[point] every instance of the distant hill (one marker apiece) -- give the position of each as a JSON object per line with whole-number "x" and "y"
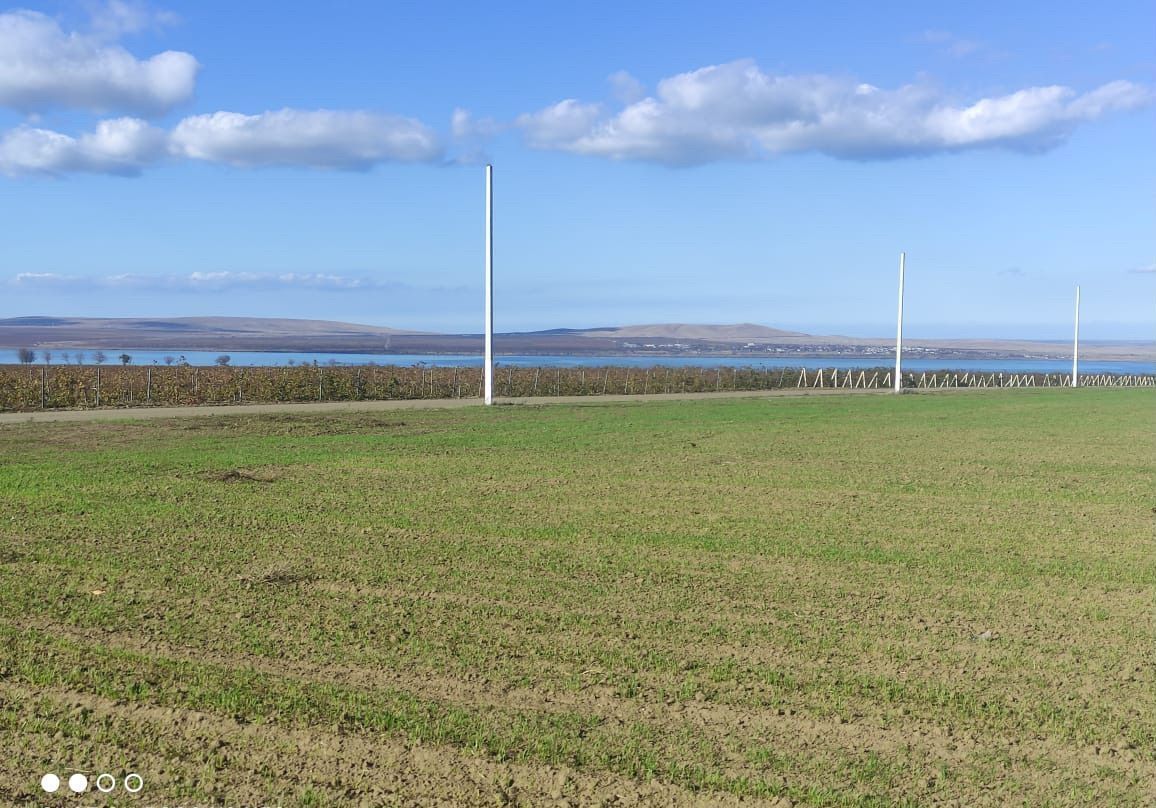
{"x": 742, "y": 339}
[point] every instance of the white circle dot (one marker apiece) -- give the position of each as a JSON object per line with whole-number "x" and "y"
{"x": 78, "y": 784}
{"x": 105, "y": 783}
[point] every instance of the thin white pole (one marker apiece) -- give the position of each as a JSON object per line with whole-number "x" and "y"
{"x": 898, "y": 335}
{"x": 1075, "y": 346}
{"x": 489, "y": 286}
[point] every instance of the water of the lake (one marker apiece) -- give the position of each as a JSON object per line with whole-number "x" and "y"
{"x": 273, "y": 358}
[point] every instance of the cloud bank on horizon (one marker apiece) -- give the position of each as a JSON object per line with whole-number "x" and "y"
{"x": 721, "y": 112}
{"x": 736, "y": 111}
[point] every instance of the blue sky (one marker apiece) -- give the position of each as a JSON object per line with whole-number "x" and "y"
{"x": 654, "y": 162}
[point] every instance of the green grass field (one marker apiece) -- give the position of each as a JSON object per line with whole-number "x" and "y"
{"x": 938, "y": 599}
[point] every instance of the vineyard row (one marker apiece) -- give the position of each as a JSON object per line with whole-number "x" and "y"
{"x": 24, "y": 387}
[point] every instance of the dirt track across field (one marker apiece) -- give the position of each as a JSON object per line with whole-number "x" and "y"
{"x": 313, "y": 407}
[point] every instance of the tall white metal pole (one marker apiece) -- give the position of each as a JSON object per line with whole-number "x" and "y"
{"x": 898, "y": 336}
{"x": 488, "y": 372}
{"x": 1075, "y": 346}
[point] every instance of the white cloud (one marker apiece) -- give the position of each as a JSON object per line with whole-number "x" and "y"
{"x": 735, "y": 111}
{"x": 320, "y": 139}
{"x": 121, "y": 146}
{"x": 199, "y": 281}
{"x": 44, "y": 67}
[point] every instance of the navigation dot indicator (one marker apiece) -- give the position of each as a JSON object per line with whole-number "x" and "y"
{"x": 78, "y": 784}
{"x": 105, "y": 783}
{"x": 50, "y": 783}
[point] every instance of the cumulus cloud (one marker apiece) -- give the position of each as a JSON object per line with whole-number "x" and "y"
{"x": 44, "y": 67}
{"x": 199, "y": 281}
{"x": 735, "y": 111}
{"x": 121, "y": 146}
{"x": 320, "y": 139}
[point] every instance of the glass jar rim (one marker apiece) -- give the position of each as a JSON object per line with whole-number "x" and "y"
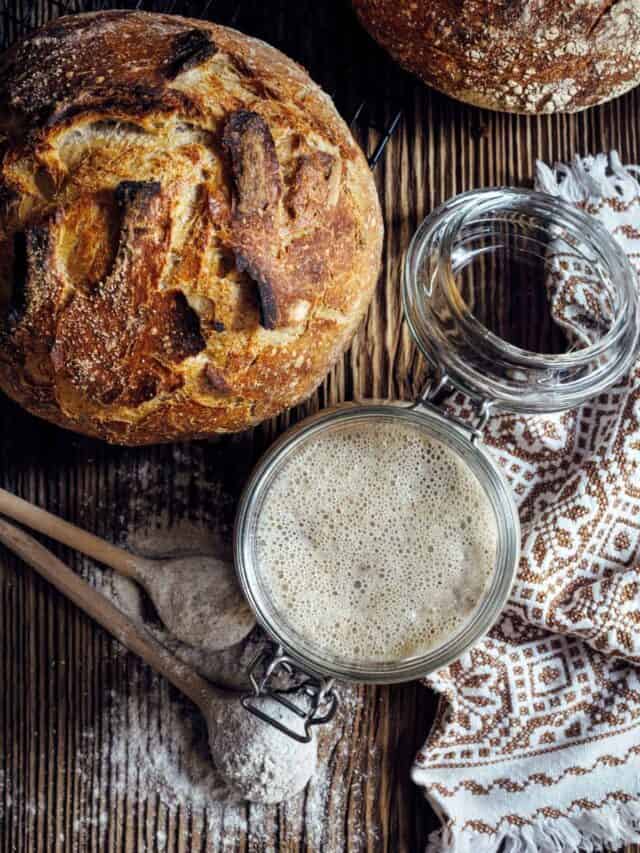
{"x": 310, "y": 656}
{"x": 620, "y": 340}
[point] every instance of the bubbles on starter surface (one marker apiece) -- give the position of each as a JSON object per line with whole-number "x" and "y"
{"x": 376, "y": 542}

=-=-=-=-=

# Set task
Put all of the data above into a numbered list, one line per entry, with no blank lines. Leave the pictures out.

# Exercise solution
1. [point] every instance of the distant hill (one marker apiece) -- give the position of each as a JSON object per line with whole-number "x" and "y"
2. {"x": 742, "y": 339}
3. [point] every instance of the white circle dot (one marker apiece) -- give the position of each as a JSON object per line with whole-number "x" and "y"
4. {"x": 78, "y": 784}
5. {"x": 105, "y": 783}
6. [point] every instance of the thin white pole (one marker apiece) -- give the position of each as a JSON object per line with whole-number "x" and "y"
7. {"x": 898, "y": 335}
8. {"x": 1075, "y": 346}
9. {"x": 489, "y": 286}
10. [point] every instance of the water of the lake (one marker apiece) -- give the position of each as a JSON object per line with whole-number "x" and "y"
11. {"x": 273, "y": 358}
12. [point] every instance of the cloud bank on horizon (one marker apiece) -- give the position of each as a JSON object per line with whole-number "x" and "y"
13. {"x": 721, "y": 112}
14. {"x": 736, "y": 111}
15. [point] every instance of the blue sky (one marker apiece) -- give the position of each as a JSON object per line with whole-number "x" and "y"
16. {"x": 654, "y": 162}
17. [point] every instance of the green grass field (one marker apiece) -- give the position of each as a JSON object per line with whole-number "x" and "y"
18. {"x": 938, "y": 599}
19. [point] every instance of the vineyard row (one marker apiece) -- give the position of each as a JSON object per line with whole-number "x" and "y"
20. {"x": 24, "y": 387}
21. [point] every instance of the dirt track across field (one marker apiece) -- give the position of each as a JSON object per line with whole-number "x" and "y"
22. {"x": 313, "y": 407}
23. [point] every instance of the tall white metal pole (one marker apiece) -- give the position of each as a JSON object per line with whole-number "x" and "y"
24. {"x": 898, "y": 336}
25. {"x": 488, "y": 372}
26. {"x": 1075, "y": 346}
27. [point] every instance of the white cloud (one marker apiece) -- give the position of each as a JSON object per line with whole-number "x" and "y"
28. {"x": 735, "y": 111}
29. {"x": 320, "y": 139}
30. {"x": 121, "y": 146}
31. {"x": 199, "y": 281}
32. {"x": 44, "y": 67}
33. [point] every instance of the navigation dot indicator (one marker apiece) -- give the position of each as a JSON object per line with whole-number "x" and "y"
34. {"x": 78, "y": 784}
35. {"x": 105, "y": 783}
36. {"x": 50, "y": 783}
37. [point] every instance of the cumulus cloud (one marker apiece) -- give the position of each as a JSON object per line with whole-number "x" and "y"
38. {"x": 44, "y": 67}
39. {"x": 199, "y": 281}
40. {"x": 735, "y": 111}
41. {"x": 121, "y": 146}
42. {"x": 320, "y": 139}
43. [point] every instance of the glass jar rim (one marker apiece) -- give the position of each as a JSON object per line with whole-number "x" and "y"
44. {"x": 310, "y": 656}
45. {"x": 620, "y": 340}
46. [point] every instance of the bubbles on starter surface (one marker apiece) -- give the position of each as a JSON object per line with whole-number "x" and "y"
47. {"x": 376, "y": 542}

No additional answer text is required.